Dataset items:
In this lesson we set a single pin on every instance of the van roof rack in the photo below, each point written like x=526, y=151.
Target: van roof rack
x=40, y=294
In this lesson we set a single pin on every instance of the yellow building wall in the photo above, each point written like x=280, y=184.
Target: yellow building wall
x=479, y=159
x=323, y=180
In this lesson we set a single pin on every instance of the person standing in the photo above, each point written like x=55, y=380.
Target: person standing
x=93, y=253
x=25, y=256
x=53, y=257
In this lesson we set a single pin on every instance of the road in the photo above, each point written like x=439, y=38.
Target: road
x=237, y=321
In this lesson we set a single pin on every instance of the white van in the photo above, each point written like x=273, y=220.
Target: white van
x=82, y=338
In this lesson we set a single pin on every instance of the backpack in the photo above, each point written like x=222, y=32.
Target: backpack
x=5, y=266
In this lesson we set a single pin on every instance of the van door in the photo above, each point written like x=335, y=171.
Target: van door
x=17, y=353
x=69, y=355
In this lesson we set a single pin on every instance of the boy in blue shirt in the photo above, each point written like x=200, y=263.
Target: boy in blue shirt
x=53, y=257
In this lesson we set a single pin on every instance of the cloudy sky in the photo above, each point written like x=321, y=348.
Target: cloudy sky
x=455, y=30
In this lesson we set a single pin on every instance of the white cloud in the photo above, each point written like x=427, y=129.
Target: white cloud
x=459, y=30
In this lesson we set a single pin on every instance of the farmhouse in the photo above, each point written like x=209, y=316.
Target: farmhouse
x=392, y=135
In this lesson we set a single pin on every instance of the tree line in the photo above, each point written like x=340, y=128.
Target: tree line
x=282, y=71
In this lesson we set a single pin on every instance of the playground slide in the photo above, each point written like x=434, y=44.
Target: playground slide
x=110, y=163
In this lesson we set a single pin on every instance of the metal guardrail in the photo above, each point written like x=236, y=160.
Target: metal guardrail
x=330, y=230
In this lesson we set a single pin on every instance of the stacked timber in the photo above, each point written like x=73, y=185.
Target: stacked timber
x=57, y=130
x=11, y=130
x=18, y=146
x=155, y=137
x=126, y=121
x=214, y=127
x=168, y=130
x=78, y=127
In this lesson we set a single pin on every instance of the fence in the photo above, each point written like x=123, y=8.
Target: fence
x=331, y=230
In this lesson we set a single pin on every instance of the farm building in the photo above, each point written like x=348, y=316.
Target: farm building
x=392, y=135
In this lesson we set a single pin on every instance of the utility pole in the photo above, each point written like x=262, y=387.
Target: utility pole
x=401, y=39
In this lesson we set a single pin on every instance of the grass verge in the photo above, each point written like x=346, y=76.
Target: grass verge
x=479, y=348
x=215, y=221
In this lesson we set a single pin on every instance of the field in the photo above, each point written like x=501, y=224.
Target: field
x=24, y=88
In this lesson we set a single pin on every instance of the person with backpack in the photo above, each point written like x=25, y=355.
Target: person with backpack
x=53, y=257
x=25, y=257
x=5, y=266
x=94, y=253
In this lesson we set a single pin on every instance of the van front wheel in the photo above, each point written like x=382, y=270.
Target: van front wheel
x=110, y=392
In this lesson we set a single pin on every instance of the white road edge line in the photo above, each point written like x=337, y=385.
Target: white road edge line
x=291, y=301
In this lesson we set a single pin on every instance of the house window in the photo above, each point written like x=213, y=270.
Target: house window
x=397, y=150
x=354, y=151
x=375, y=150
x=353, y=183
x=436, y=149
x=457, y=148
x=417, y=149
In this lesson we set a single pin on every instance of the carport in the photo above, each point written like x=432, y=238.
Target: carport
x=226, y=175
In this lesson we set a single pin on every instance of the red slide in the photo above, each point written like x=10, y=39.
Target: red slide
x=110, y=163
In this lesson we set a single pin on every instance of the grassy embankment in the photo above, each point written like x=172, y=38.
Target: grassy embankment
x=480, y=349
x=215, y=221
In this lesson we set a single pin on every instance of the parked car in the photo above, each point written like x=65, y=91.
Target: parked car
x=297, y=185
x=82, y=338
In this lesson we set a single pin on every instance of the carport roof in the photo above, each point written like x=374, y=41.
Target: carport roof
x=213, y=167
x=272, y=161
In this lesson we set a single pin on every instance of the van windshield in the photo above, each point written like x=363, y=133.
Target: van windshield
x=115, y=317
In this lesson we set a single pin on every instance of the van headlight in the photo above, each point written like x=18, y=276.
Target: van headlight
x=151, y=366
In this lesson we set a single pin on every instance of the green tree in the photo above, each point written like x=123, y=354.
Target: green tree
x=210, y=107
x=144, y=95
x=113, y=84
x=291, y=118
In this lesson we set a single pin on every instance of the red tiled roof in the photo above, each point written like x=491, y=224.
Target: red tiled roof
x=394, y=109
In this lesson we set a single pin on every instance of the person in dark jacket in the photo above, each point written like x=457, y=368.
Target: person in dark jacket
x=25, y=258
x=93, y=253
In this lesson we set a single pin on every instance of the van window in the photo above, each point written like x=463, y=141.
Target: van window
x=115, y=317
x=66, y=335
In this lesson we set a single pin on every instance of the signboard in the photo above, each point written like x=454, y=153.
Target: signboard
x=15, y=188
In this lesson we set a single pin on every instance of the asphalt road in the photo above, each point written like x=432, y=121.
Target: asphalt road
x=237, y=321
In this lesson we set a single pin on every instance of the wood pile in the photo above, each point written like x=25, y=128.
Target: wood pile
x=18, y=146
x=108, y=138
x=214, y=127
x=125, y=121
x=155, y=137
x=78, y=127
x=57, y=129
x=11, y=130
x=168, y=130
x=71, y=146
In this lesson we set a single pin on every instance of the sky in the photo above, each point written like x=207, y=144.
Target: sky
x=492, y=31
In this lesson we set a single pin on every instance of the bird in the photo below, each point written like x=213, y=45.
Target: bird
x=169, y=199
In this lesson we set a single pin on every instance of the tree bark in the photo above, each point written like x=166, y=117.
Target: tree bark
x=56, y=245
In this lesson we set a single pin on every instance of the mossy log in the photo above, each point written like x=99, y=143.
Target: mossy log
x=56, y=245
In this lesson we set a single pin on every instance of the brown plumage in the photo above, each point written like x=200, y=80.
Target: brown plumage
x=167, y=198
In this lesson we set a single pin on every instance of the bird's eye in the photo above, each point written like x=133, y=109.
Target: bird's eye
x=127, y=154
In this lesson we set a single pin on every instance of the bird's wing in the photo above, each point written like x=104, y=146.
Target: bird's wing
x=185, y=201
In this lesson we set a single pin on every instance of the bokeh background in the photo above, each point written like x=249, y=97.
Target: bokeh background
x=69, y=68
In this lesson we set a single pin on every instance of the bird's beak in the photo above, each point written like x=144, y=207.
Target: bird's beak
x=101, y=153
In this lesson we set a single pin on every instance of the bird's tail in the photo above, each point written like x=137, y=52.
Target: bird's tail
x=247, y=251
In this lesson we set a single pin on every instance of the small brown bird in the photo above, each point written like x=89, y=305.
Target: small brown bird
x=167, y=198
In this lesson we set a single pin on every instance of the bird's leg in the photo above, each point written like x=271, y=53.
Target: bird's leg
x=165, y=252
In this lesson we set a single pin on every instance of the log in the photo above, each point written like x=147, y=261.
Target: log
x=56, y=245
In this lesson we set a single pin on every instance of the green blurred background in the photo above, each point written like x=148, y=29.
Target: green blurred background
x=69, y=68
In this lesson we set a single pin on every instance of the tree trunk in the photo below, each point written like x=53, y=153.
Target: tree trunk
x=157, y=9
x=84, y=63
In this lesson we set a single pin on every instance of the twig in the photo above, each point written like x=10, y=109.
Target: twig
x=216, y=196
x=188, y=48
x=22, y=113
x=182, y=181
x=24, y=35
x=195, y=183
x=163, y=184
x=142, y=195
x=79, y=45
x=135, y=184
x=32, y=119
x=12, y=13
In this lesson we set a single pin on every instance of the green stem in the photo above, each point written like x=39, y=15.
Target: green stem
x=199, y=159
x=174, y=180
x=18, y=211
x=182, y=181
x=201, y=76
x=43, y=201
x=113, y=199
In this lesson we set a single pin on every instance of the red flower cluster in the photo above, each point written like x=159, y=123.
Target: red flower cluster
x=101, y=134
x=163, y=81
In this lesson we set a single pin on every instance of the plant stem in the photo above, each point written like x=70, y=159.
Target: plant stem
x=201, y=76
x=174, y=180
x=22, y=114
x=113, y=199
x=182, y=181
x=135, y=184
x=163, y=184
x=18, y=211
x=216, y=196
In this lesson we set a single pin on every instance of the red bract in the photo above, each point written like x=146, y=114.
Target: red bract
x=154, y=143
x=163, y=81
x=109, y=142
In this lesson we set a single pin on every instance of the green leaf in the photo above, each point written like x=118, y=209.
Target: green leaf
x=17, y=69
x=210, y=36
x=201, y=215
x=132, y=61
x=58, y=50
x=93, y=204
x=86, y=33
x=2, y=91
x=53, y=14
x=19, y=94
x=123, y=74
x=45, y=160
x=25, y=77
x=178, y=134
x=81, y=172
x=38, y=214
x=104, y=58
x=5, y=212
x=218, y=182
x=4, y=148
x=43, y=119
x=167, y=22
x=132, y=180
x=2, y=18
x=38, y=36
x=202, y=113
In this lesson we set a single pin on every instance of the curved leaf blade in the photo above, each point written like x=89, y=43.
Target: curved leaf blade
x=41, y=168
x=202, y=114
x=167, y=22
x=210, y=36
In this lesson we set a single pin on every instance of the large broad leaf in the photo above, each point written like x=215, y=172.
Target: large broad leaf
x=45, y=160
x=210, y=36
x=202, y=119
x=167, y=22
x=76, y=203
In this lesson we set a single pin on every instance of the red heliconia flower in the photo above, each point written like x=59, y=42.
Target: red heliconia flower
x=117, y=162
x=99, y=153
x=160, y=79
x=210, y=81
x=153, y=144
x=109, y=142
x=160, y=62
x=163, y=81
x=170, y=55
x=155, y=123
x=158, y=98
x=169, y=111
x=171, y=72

*Instructions for the task*
Scan the data above for the string "below". Copy every line in which it appears.

*Task answer*
In this lesson we set a single pin on every instance of the van roof rack in the photo below, each point written like x=526, y=151.
In this lesson we set a single pin on every instance of the bird in the photo below, each point written like x=213, y=45.
In this lesson we set a single pin on every instance of the tree trunk in the photo below, each point written like x=53, y=153.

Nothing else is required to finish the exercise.